**Records to use:**

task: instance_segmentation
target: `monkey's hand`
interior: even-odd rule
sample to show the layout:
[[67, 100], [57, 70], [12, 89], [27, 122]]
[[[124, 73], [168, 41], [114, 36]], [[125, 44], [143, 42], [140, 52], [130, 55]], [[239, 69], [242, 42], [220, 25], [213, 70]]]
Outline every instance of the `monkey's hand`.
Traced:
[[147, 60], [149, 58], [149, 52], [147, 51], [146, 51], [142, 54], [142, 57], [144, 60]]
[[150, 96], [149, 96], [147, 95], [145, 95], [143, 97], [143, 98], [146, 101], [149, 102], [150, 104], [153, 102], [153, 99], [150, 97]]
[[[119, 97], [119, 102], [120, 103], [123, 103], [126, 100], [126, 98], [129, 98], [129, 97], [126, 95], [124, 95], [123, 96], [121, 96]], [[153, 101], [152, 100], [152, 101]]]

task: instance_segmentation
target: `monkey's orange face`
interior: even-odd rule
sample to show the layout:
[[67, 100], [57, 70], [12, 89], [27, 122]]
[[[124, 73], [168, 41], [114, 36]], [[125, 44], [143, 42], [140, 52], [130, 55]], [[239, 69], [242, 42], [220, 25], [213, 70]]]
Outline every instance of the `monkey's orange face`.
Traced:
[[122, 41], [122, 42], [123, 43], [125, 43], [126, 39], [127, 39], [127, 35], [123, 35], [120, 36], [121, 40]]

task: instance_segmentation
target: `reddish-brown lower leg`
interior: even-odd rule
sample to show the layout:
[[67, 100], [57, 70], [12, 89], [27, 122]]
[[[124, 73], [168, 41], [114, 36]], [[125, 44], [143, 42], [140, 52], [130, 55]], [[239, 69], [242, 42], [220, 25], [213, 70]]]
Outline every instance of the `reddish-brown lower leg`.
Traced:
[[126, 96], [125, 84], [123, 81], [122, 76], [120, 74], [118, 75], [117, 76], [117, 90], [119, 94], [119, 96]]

**The problem:** Gather every line in the rows above that contains the string "monkey". Case counts.

**The result:**
target: `monkey's hand`
Outline every instance of the `monkey's hand`.
target: `monkey's orange face`
Outline every instance of the `monkey's orange face`.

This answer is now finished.